• **What to produce**: Count the lines in the rows below that contain the string "knee". Reply with the number alone.

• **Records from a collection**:
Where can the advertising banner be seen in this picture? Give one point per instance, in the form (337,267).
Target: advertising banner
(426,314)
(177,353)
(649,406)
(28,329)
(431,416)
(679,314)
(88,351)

==

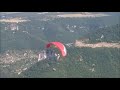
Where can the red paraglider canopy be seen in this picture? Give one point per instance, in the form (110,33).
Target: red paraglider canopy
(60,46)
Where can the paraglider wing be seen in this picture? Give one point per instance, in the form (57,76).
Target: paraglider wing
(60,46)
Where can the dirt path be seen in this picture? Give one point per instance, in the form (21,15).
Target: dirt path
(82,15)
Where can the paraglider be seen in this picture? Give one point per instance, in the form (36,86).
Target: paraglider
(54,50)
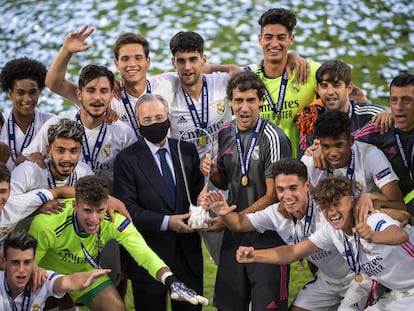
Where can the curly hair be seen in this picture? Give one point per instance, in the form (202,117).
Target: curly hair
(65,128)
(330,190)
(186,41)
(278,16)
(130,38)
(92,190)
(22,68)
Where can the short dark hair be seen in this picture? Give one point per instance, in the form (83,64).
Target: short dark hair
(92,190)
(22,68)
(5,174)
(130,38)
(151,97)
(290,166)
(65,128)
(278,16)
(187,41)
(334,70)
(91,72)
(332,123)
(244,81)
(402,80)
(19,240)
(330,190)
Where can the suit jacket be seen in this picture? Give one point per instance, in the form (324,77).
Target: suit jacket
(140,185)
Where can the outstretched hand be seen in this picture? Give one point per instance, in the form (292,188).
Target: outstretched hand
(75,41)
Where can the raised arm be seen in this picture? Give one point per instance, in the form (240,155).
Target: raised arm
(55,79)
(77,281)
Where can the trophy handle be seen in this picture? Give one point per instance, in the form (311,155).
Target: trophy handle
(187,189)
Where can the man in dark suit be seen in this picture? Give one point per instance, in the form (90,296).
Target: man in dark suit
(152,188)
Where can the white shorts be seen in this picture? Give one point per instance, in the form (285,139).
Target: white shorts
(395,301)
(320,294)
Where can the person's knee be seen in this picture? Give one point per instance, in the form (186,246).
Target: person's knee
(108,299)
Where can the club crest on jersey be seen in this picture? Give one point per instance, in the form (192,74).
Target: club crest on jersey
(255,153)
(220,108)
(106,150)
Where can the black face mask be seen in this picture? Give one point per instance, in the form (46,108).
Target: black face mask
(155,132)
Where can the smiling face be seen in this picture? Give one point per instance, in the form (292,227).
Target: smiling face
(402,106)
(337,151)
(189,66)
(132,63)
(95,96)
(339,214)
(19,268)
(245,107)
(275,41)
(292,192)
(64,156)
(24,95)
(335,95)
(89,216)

• **Response to the exercise**: 2